Friday, November 27, 2009
Update
I am hearing that everyone is worried because I am depressed. It's weird, because I don't feel depressed, just act that way. So, maybe I am not depressed, just lazy. I have decided that Facebook games are a tool of the Devil. I waste hours in front of the computer, playing stupid games. There is a social aspect to them, especially games like Farmtown and Farmville. I talk to my friends at work about our farms and cafes. But, today, I am just wasting time. I need to read the flylady postings more and facebook less. Or, I need to practice self-control and just step away from the computer. So...on that note, I am going to take a shower, get dressed to the shoes, eat lunch and make a list of what I need to get done today. LIke practicing Carmen. P.S. I love that I have learned to put cute borders on my blog site.

· · · ·

■ **OBJECTIVE A**
Answer these questions about the blog post:
(i) Which two Facebook games does the writer name?
(ii) What does the writer say they need to read more of?
(iii) According to the P.S., what does the writer love having learned to do?
■ **OBJECTIVE B**
Write out the blog post word for word, from "Friday, November 27, 2009" up to and including "my blog site.".

· · · ·

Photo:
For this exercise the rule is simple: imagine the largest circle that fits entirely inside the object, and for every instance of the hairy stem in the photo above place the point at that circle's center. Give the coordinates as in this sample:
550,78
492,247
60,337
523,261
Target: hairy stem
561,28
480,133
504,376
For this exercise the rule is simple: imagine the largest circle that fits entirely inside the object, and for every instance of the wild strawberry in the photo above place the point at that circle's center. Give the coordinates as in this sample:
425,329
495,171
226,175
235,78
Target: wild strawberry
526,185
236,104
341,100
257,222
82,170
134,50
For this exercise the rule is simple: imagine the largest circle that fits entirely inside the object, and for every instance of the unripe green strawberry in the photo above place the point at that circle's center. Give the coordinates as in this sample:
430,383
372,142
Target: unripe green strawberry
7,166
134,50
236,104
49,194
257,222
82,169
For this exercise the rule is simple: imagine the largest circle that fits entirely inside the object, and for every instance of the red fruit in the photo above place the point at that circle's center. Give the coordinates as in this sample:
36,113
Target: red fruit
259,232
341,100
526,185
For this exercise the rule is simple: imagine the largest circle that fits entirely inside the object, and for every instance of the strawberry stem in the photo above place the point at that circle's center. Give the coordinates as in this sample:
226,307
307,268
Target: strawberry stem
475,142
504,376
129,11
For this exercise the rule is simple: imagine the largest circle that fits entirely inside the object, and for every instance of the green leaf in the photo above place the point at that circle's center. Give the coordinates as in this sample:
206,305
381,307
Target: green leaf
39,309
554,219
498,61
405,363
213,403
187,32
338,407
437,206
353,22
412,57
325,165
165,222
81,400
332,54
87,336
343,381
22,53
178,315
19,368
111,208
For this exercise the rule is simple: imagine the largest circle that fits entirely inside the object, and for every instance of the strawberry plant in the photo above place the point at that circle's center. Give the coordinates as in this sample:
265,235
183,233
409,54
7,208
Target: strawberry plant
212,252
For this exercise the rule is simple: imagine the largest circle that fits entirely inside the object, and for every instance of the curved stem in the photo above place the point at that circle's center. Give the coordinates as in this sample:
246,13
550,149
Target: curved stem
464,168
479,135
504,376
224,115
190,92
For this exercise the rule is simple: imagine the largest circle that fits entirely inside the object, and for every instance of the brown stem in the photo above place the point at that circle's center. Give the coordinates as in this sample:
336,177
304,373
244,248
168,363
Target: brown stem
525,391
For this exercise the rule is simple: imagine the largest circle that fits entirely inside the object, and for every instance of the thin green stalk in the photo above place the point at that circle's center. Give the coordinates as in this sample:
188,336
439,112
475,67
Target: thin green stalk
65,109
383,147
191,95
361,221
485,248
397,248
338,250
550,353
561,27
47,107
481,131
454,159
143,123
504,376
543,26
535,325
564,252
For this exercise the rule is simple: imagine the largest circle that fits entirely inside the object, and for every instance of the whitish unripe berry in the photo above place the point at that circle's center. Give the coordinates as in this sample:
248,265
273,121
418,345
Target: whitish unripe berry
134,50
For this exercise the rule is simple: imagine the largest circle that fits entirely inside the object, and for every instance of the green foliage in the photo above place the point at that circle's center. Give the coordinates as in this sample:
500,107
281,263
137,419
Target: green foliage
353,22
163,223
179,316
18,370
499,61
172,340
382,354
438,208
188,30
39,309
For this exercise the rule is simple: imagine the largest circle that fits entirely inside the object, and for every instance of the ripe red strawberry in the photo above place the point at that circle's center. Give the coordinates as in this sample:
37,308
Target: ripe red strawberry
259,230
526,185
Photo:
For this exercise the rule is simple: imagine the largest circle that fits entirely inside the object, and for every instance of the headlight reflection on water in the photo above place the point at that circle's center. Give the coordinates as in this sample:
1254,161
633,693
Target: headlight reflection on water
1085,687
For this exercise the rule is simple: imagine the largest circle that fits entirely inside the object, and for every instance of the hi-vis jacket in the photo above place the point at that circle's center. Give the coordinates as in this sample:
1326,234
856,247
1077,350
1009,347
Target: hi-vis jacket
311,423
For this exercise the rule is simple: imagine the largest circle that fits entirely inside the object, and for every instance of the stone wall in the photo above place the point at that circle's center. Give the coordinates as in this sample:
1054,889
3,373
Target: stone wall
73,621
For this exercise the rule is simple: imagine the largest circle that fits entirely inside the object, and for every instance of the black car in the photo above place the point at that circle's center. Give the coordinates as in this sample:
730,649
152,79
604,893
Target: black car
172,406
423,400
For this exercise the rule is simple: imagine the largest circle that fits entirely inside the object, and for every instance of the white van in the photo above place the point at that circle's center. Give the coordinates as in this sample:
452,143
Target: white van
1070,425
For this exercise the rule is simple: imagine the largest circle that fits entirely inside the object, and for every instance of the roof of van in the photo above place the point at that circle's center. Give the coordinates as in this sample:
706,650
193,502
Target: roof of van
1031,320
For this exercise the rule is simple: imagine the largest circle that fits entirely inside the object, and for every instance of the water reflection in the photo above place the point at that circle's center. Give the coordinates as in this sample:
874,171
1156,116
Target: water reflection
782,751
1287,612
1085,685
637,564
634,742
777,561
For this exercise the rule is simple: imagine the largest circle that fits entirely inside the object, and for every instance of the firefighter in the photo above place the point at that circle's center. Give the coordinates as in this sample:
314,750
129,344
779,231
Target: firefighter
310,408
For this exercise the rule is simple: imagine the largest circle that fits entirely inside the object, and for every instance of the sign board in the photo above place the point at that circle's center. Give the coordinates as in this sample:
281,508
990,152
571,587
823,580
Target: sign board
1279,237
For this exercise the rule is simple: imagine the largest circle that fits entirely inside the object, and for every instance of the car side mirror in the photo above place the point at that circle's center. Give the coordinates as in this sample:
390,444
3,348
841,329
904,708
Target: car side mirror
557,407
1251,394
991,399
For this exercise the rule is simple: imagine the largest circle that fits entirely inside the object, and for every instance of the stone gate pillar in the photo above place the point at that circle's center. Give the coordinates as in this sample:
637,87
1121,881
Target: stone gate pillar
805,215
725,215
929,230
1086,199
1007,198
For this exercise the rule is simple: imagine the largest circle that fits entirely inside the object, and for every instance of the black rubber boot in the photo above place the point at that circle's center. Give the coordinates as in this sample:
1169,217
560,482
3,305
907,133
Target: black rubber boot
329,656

· · · ·

■ **EXERCISE ANSWER A**
(i) Farmtown and Farmville
(ii) The flylady postings
(iii) Put cute borders on their blog site

■ **EXERCISE ANSWER B**
Friday, November 27, 2009
Update
I am hearing that everyone is worried because I am depressed. It's weird, because I don't feel depressed, just act that way. So, maybe I am not depressed, just lazy. I have decided that Facebook games are a tool of the Devil. I waste hours in front of the computer, playing stupid games. There is a social aspect to them, especially games like Farmtown and Farmville. I talk to my friends at work about our farms and cafes. But, today, I am just wasting time. I need to read the flylady postings more and facebook less. Or, I need to practice self-control and just step away from the computer. So...on that note, I am going to take a shower, get dressed to the shoes, eat lunch and make a list of what I need to get done today. LIke practicing Carmen. P.S. I love that I have learned to put cute borders on my blog site.